— Start of DATA LISTING —

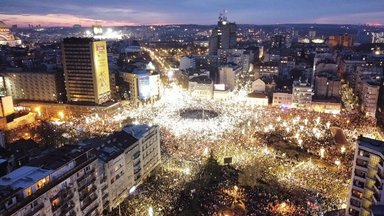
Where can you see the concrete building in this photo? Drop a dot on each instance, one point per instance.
(6, 36)
(83, 179)
(258, 86)
(369, 97)
(327, 85)
(256, 99)
(86, 71)
(236, 56)
(201, 87)
(143, 85)
(302, 93)
(282, 99)
(65, 182)
(278, 41)
(229, 75)
(223, 36)
(126, 158)
(266, 69)
(366, 189)
(35, 86)
(6, 106)
(187, 62)
(340, 40)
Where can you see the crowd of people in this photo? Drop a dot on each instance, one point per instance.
(293, 148)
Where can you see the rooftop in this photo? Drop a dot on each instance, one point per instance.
(137, 131)
(56, 158)
(24, 177)
(107, 148)
(375, 145)
(201, 79)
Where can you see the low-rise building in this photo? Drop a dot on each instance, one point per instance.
(366, 186)
(369, 97)
(282, 99)
(35, 86)
(144, 86)
(229, 76)
(301, 94)
(201, 87)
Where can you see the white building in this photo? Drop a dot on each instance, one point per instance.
(201, 87)
(236, 56)
(301, 94)
(366, 189)
(282, 99)
(369, 98)
(258, 86)
(229, 75)
(65, 182)
(33, 86)
(143, 86)
(257, 99)
(82, 179)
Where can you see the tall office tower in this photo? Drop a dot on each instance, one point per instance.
(366, 189)
(86, 70)
(278, 41)
(223, 36)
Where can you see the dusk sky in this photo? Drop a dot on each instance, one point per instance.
(128, 12)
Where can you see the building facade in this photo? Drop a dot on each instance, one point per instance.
(282, 99)
(201, 87)
(143, 86)
(301, 94)
(223, 36)
(366, 189)
(86, 70)
(229, 76)
(35, 86)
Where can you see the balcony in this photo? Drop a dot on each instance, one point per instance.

— End of DATA LISTING —

TASK:
Write out the listing above again with every "photo" switched to "image" and nothing else changed. Leave the pictures out.

RESPONSE TO THIS EXERCISE:
Where can you see the concrete building in this image? Drop a dot on each instance, one point per instance.
(6, 36)
(83, 179)
(258, 86)
(369, 97)
(327, 85)
(256, 99)
(86, 71)
(236, 56)
(201, 87)
(143, 85)
(302, 93)
(282, 99)
(65, 182)
(278, 41)
(229, 75)
(223, 36)
(126, 158)
(266, 69)
(366, 189)
(35, 86)
(6, 106)
(187, 62)
(340, 40)
Where can you see the crowd of people in this image? Drop a dot on each instance, one point per instance.
(293, 148)
Where can you see the rooftop in this image? Drop a dot on each instance, one point per instance.
(137, 131)
(56, 158)
(24, 177)
(107, 148)
(375, 145)
(201, 79)
Where can you see the low-rise building in this image? Drop a dot on each instance, one point per instance.
(366, 186)
(369, 97)
(282, 99)
(35, 86)
(144, 86)
(229, 76)
(301, 94)
(201, 87)
Where can you see the white building in this image? Drop a dot on each instance, one point per instance.
(201, 87)
(236, 56)
(301, 94)
(366, 189)
(282, 99)
(369, 98)
(258, 86)
(229, 75)
(65, 182)
(33, 86)
(143, 86)
(257, 99)
(82, 179)
Where can you see the tall office tower in this image? Drop a dot on each instance, one point per instance.
(366, 189)
(86, 70)
(278, 41)
(223, 36)
Where can you see the dusk sky in this image? Drop a dot on each instance, one point per instance.
(128, 12)
Where can you see the building facade in this image? Drop a dot on each instance, one point per instance.
(282, 99)
(201, 87)
(143, 86)
(301, 94)
(223, 36)
(366, 189)
(86, 70)
(229, 76)
(35, 86)
Where can you see the balcony in this image? Drop a dot on each instance, one point per instance.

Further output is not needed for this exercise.